Data for this task:
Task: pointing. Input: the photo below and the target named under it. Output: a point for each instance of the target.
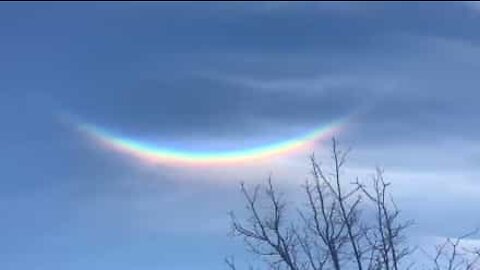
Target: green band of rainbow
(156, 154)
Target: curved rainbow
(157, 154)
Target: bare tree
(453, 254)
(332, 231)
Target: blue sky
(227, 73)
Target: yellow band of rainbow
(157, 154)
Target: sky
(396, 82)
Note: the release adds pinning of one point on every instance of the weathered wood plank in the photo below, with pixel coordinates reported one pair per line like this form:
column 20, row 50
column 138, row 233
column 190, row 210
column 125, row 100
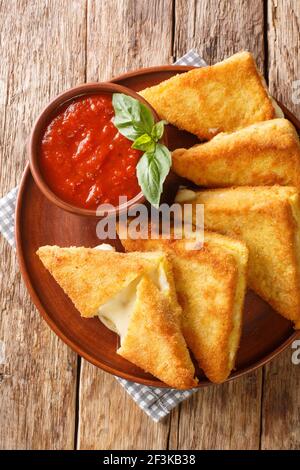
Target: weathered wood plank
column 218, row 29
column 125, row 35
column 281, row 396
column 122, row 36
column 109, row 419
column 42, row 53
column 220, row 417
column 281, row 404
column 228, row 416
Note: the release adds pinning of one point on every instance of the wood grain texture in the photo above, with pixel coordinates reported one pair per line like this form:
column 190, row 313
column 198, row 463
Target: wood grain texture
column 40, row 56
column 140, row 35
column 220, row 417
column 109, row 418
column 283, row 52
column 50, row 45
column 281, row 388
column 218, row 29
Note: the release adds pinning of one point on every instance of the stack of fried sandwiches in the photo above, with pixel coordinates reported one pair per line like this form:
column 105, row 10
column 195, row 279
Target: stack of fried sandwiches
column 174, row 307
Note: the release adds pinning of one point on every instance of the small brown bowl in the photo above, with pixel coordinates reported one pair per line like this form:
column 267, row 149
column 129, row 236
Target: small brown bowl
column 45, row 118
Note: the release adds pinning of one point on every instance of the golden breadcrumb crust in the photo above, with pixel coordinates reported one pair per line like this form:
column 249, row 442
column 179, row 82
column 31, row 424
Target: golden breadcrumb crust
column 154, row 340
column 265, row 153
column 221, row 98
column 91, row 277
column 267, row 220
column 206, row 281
...
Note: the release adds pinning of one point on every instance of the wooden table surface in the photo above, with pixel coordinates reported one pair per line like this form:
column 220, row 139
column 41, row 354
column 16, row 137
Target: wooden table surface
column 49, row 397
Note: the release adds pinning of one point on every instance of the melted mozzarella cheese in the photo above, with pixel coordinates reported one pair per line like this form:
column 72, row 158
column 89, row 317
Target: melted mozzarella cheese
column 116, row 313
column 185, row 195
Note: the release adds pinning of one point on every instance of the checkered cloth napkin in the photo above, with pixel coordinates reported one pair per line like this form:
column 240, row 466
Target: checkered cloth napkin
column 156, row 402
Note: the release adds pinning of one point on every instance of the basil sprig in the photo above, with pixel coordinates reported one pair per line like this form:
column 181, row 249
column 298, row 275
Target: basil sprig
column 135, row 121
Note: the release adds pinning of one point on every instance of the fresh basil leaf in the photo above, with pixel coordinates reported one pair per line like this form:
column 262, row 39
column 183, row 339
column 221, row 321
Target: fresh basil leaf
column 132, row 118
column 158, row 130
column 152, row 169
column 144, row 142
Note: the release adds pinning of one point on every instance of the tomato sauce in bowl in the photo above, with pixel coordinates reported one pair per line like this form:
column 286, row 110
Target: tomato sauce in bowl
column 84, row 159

Exercise directions:
Extract the stretch of the data from the line containing "Task: pointing. Input: the" through the line containing "column 228, row 416", both lines included, and reproduce each line word for word. Leave the pictures out of your answer.

Result of this exercise:
Task: pointing. Input: the photo below and the target named under it. Output: a point for each instance of the target.
Target: green band of rainbow
(156, 154)
Target: curved rainbow
(157, 154)
Target: bare tree
(453, 254)
(332, 231)
Target: blue sky
(227, 73)
Target: yellow band of rainbow
(157, 154)
Target: sky
(396, 82)
Note: the release adds pinning of one point on every instance of the weathered wood plank in the photo below, with pixel coordinates reported one pair per line like this form:
column 20, row 50
column 138, row 233
column 190, row 210
column 125, row 100
Target: weathered wood plank
column 218, row 29
column 125, row 35
column 281, row 396
column 122, row 36
column 109, row 419
column 42, row 53
column 220, row 417
column 281, row 404
column 228, row 416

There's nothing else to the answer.